**Given instruction 1:** Turn the records into a numbered list, starting at their first line and ending at the line containing "215 68 L 256", with any blank lines omitted.

**Page excerpt:**

^^^^

Prohibition had a long and, in many respects, noble history. From the mid-19th century when Maine passed the nation’s first liquor ban, temperance advocates argued that alcohol destroyed families, leading working-class men, in particular, to squander meager earnings in saloons and drunkenly abuse wives and children. Nineteenth-century temperance campaigns were often led by elite Protestant women, giving white women a path into politics. Many women temperance fighters gained training in public speaking and political organizing, skills which would be useful in suffrage campaigns. The six-foot Kentucky-born Carrie Nation, famous for using a hatchet to attack small-town taverns, embodied the puritanical vein running through the temperance movement, but many reformers simply sought to help their poorer, immigrant sisters struggling against the weight of rapid industrialization. Though directing public attention away from real policies for alleviating poverty-like raising wages or regulating working conditions-temperance advocates were, at their best, well-intentioned social reformers.
By 1920, when the amendment passed, the noble experiment took darker, more dangerous features. The law gave rise to a new criminal class, the bootleggers, liquor-runners, and mobsters whose mugshots ran in newspapers and shoot-outs were featured in film. “For the first time,” McGirr writes, “crime became a national problem and a national obsession.” In cities like Chicago and Pittsburgh, local enforcement rapidly created a new “criminal” population. Chicago Mayor William Dever’s “zero-tolerance” policy, for example, more than doubled the number of cases in the city’s district courts between 1923 and 1924. Large fines and jail time ranging from one to ten years might result from an alcohol-related conviction. Before 1920, policing was largely local; most crimes were violations of municipal or state laws. Enforcement “radically expanded the surveillance arm of the police” at all levels. Prohibition produced a new, muscular federal arm of the criminal justice system. Federal agents raided homes and businesses. By 1929, the Prohibition Bureau, the federal agency charged with enforcing the Eighteenth Amendment, had a budget of $15 million (more than $200 million in today’s dollars). Federal spending created the nation’s “first significant national police force.” Nationally, law enforcement expenditures jumped nearly fivefold between 1920 and 1930. Crime and rapidly expanding state power were the most visible results of Prohibition.

^^^^

**Spatial annotation records:**
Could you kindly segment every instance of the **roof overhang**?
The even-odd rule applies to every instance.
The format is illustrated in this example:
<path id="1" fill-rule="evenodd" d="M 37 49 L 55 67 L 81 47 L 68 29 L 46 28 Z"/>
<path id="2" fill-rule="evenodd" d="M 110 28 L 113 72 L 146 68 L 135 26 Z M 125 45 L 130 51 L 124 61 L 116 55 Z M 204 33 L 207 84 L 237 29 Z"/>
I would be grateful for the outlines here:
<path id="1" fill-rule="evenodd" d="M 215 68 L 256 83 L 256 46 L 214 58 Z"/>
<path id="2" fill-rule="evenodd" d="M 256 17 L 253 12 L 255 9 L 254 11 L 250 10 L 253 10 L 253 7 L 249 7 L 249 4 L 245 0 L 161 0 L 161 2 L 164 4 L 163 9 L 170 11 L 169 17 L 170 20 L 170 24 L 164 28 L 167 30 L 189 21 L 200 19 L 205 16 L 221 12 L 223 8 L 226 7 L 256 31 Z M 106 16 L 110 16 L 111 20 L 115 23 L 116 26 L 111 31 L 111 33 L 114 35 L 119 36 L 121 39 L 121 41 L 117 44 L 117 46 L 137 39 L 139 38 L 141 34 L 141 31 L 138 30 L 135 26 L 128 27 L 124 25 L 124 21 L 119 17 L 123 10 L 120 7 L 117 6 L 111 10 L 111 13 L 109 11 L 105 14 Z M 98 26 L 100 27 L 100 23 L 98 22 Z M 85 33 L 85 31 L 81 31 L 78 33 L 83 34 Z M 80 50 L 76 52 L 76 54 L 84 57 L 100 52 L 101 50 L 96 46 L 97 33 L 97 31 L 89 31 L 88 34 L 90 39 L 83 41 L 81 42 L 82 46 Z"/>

^^^^

**Given instruction 2:** Carry on the excerpt about Prohibition, picking up right after its final sentence.

**Exercise answer 1:**
1. Could you kindly segment every instance of the **roof overhang**?
2. The even-odd rule applies to every instance.
3. The format is illustrated in this example:
4. <path id="1" fill-rule="evenodd" d="M 37 49 L 55 67 L 81 47 L 68 29 L 46 28 Z"/>
5. <path id="2" fill-rule="evenodd" d="M 110 28 L 113 72 L 146 68 L 135 26 Z M 125 45 L 130 51 L 124 61 L 116 55 Z M 204 33 L 207 84 L 237 29 Z"/>
6. I would be grateful for the outlines here:
7. <path id="1" fill-rule="evenodd" d="M 215 68 L 256 83 L 256 46 L 214 58 Z"/>

**Exercise answer 2:**
Even after the Eighteenth Amendment was repealed in 1933, the coalition remained: an unruly amalgam of elite white Protestants, working-class evangelicals, nativist bigots and racist dog-whistlers. Largely forgotten from the battles over Prohibition, McGirr argues, is “the first massive entry of the Christian Right … into national politics.”
Enforcement varied from region to region, and by race, ethnicity and class of the offender. New enforcement mechanisms generated new inequalities before the law. Hardest hit, not surprisingly, were the poor and people of color. The glamorous elite sipped cocktails in New York’s Cotton Club or Chicago’s Plantation Club; poor whites, Mexican immigrants, and African Americans were jailed for bootlegging. McGirr cites several studies showing that working-class households were the targets of police action at significantly higher rates that the houses of the well-off. While small-time rural bootleggers paid for their crime with years in federal prisons, large-scale commercial producers were left to generate huge illegal profits. White officials and elite Americans already associated the poor, immigrants and black Americans with criminality; Prohibition’s selective enforcement merely confirmed their prejudice.
McGirr’s most startling and incisive claim is that Prohibition birthed a state bent on mass surveillance and mass incarceration. In the mid-twenties, J. Edgar Hoover, director of the Federal Bureau of Investigation, converted public alarm over mob violence into a justification for the massive growth of his agency, legitimizing the surveillance and infiltration of private organizations from the Klan to the Communist Party. Hoover, McGirr writes, established a professional, “bureaucratic national crime-fighting apparatus.” The war on alcohol intersected and re-enforced a nascent war on narcotics. People addicted to drugs, widely considered weak, ill, or morally-feeble, were even in the twenties, redefined as criminals by the courts and police. “Prohibition,” McGirr contends, “constituted the formative years of the federal penal state and shaped the assumptions and logic still driving this nation’s domestic and global war on drugs.”
The average population in federal prisons tripled between 1920 and 1930. State prisons too were jam-packed. In 1930, President Herbert Hoover pushed through Congress funds for construction of new federal prisons, and established the Federal Bureau of Prisons, a powerful subdivision of the Justice Department.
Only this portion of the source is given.